### Data ###

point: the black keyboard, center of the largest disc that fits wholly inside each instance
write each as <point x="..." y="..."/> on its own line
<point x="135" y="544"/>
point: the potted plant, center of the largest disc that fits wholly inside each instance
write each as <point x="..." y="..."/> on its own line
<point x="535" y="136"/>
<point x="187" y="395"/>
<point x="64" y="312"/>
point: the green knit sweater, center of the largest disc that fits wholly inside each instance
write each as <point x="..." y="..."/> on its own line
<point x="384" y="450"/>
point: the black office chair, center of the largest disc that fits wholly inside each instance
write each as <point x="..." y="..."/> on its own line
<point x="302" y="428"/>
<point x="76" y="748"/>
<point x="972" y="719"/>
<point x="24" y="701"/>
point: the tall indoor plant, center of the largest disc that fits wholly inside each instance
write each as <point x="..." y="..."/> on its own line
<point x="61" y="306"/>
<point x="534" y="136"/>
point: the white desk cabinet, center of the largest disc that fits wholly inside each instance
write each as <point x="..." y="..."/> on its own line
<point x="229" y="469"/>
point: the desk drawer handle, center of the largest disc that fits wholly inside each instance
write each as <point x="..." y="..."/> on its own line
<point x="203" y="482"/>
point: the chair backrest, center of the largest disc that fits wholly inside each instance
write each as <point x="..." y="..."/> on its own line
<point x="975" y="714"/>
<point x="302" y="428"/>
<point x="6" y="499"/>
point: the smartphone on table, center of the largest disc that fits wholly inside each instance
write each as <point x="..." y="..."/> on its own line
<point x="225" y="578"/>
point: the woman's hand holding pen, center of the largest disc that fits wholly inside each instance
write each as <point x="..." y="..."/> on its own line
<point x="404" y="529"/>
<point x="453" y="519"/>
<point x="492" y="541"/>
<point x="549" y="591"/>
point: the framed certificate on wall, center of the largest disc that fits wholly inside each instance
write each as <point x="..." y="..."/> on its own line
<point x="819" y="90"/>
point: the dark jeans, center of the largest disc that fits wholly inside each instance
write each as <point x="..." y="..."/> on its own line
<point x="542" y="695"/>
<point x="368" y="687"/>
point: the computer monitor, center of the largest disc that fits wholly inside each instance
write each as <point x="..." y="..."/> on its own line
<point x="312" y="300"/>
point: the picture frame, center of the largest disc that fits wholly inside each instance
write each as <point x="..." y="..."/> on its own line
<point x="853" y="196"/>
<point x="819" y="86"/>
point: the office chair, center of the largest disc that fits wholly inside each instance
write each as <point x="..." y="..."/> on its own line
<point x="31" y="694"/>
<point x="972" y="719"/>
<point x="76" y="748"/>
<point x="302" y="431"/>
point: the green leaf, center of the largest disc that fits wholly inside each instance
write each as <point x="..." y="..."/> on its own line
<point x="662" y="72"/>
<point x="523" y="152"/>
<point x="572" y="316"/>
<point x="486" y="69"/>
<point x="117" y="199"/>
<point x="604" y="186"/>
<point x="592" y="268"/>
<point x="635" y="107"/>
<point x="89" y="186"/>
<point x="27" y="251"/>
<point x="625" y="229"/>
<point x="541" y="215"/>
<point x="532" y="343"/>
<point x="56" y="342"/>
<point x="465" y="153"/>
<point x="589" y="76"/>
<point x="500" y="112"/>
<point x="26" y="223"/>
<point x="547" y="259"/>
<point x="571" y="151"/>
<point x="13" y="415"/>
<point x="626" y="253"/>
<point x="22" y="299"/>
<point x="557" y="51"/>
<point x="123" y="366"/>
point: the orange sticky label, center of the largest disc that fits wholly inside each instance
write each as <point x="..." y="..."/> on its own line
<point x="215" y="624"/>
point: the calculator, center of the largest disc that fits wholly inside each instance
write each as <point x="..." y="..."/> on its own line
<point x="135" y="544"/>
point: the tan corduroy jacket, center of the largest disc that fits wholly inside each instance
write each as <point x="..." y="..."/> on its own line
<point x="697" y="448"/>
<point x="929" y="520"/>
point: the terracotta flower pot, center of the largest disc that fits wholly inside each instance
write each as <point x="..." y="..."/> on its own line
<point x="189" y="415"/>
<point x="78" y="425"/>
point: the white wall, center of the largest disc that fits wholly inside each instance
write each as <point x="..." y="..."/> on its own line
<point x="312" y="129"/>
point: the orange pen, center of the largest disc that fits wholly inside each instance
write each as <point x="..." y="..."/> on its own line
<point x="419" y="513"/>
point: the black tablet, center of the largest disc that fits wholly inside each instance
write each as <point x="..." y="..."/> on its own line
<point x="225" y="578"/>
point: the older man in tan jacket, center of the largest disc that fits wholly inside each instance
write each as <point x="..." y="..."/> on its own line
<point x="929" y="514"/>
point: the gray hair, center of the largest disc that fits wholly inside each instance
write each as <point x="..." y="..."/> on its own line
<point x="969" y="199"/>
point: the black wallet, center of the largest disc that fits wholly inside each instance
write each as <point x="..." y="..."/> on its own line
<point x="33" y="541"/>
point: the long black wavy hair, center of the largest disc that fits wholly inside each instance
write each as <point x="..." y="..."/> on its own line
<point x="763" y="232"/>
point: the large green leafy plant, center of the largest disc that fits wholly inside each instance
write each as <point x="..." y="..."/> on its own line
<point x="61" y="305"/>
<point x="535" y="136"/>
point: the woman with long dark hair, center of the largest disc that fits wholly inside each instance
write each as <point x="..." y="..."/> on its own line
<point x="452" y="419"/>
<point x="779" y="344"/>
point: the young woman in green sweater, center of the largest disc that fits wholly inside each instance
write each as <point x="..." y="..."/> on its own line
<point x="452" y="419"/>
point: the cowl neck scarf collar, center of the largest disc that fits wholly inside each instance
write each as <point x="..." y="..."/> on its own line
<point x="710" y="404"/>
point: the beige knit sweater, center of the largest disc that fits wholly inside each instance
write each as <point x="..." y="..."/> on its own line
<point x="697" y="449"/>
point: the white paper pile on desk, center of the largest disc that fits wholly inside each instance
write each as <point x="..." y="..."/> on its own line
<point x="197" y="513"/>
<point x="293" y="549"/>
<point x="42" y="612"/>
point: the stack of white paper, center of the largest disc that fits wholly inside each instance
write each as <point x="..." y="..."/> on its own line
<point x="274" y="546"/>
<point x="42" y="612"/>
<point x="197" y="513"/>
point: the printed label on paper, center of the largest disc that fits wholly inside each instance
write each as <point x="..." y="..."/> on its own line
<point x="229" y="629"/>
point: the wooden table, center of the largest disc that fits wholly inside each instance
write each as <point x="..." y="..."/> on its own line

###

Output the records exactly, including every line.

point: the black keyboard, center of the largest disc that fits wholly inside each instance
write each as <point x="..." y="..."/> on its own line
<point x="135" y="544"/>
point: the potted plant, center of the largest disc that fits wholly inside each instance
write each as <point x="..." y="..."/> on its own line
<point x="535" y="136"/>
<point x="187" y="395"/>
<point x="64" y="312"/>
point: the green knit sweater, center of the largest disc that fits wholly inside each instance
write each as <point x="..." y="..."/> on its own line
<point x="384" y="450"/>
point: the black office chair, center of the largest disc that fits wholly inside each instance
write each as <point x="..." y="..."/> on its own line
<point x="302" y="428"/>
<point x="76" y="748"/>
<point x="972" y="719"/>
<point x="24" y="701"/>
point: the tall indoor plant, center of the largest disc that fits wholly inside each instance
write each as <point x="..." y="..."/> on its own line
<point x="61" y="306"/>
<point x="534" y="136"/>
point: the white desk cabinet, center of the largest disc that fits wholly inside each instance
write each as <point x="..." y="..."/> on its own line
<point x="229" y="469"/>
point: the desk drawer handle, center of the largest disc that fits wholly inside each instance
write each as <point x="..." y="..."/> on its own line
<point x="203" y="482"/>
point: the chair backrest, center of the largest disc that fits wholly inside each instance
write each as <point x="..." y="..."/> on its own line
<point x="975" y="714"/>
<point x="302" y="428"/>
<point x="6" y="499"/>
point: the smartphone on table, center of the largest disc that fits wholly inside each instance
write each as <point x="..." y="..."/> on its own line
<point x="225" y="578"/>
point: the woman's hand holding pen, center of the largest disc that fits wholly inside each instance
write each as <point x="..." y="..."/> on its own line
<point x="404" y="529"/>
<point x="453" y="519"/>
<point x="492" y="541"/>
<point x="549" y="591"/>
point: the framed certificate on wall, center of the largest disc that fits wholly inside each instance
write each as <point x="..." y="..."/> on its own line
<point x="819" y="90"/>
point: the dark jeans, center of the largest disc that fits wholly inside each instance
write each as <point x="..." y="..."/> on its own line
<point x="542" y="695"/>
<point x="368" y="687"/>
point: the computer monitor, center of the largest disc that fits wholly inside each instance
write each as <point x="..." y="..."/> on its own line
<point x="312" y="300"/>
point: the picture frame, center of the largest disc that fits wholly inside each instance
write each as <point x="..." y="..."/> on its own line
<point x="853" y="196"/>
<point x="819" y="86"/>
point: the office chair, center of the largest disc that fits wholly inside each instance
write each as <point x="..." y="..."/> on its own line
<point x="31" y="694"/>
<point x="972" y="719"/>
<point x="76" y="748"/>
<point x="302" y="431"/>
point: the green leaf, center of the largest disc that fits wholly inside each instance
write each as <point x="..." y="..."/> on its own line
<point x="662" y="72"/>
<point x="523" y="152"/>
<point x="572" y="316"/>
<point x="486" y="69"/>
<point x="117" y="199"/>
<point x="604" y="186"/>
<point x="592" y="268"/>
<point x="635" y="107"/>
<point x="89" y="186"/>
<point x="27" y="251"/>
<point x="625" y="229"/>
<point x="541" y="215"/>
<point x="532" y="343"/>
<point x="56" y="342"/>
<point x="465" y="153"/>
<point x="589" y="76"/>
<point x="500" y="112"/>
<point x="26" y="223"/>
<point x="547" y="259"/>
<point x="571" y="151"/>
<point x="13" y="415"/>
<point x="626" y="253"/>
<point x="22" y="299"/>
<point x="557" y="51"/>
<point x="123" y="366"/>
point: the orange sticky label, center of the largest disc that fits wholly inside each instance
write each as <point x="..." y="..."/> on its own line
<point x="215" y="624"/>
point: the calculator, center of the largest disc that fits wholly inside each instance
write each as <point x="..." y="..."/> on its own line
<point x="135" y="544"/>
point: the tan corduroy jacket, center of the largest disc that fits wholly inside each instance
write each as <point x="..." y="..."/> on its own line
<point x="697" y="448"/>
<point x="929" y="520"/>
point: the terracotta flower pot, center of the largest disc that fits wholly inside each instance
write each as <point x="..." y="..."/> on its own line
<point x="189" y="415"/>
<point x="78" y="425"/>
point: the white wall, center of the largest disc that fits wholly inside each instance
write each as <point x="..." y="..."/> on its own line
<point x="312" y="129"/>
point: the orange pen, center of the largest disc that fits wholly inside each instance
write each as <point x="..." y="..."/> on its own line
<point x="419" y="513"/>
point: the black tablet, center of the largest disc that fits wholly inside each instance
write each as <point x="..." y="..."/> on its own line
<point x="225" y="578"/>
point: the older man in tan jacket, center of the largest disc that fits wholly inside each instance
write each as <point x="..." y="..."/> on its own line
<point x="929" y="514"/>
point: the gray hair, center of the largest disc that fits wholly inside each instance
write each as <point x="..." y="..."/> on its own line
<point x="969" y="199"/>
point: the black wallet, center of the largest disc that fits wholly inside each instance
write each as <point x="..." y="..."/> on its own line
<point x="33" y="541"/>
point: the long black wavy hair, center of the largest disc that fits wholly inside each instance
write each as <point x="..." y="..."/> on its own line
<point x="763" y="232"/>
point: the large green leafy plant, center of the largest disc that fits wholly inside each instance
write each as <point x="..." y="..."/> on its own line
<point x="61" y="305"/>
<point x="535" y="136"/>
point: the woman with long dark hair, center of the largest disc that fits wholly inside each instance
write each as <point x="..." y="..."/> on its own line
<point x="452" y="419"/>
<point x="779" y="344"/>
point: the young woman in green sweater, center of the largest disc that fits wholly inside each instance
write each as <point x="..." y="..."/> on its own line
<point x="452" y="419"/>
point: the cowl neck scarf collar, center of the largest disc that fits wholly inside each instance
write each as <point x="..." y="..."/> on its own line
<point x="710" y="404"/>
point: the beige knit sweater, center of the largest disc that fits wholly inside each instance
write each as <point x="..." y="..."/> on its own line
<point x="697" y="449"/>
point: the white paper pile on desk, center of the largest disc that fits wholly inside each instance
write each as <point x="..." y="..."/> on its own line
<point x="197" y="513"/>
<point x="293" y="549"/>
<point x="42" y="612"/>
point: the stack of white paper, center of the largest disc that fits wholly inside each instance
write each as <point x="..." y="..."/> on its own line
<point x="274" y="546"/>
<point x="42" y="612"/>
<point x="197" y="513"/>
point: the printed label on paper, center of the largest disc that fits wholly inside each instance
write each as <point x="..." y="..."/> on its own line
<point x="229" y="629"/>
point: the wooden table, center of the largest disc that fits wholly inside each instance
write each as <point x="..." y="..."/> on its own line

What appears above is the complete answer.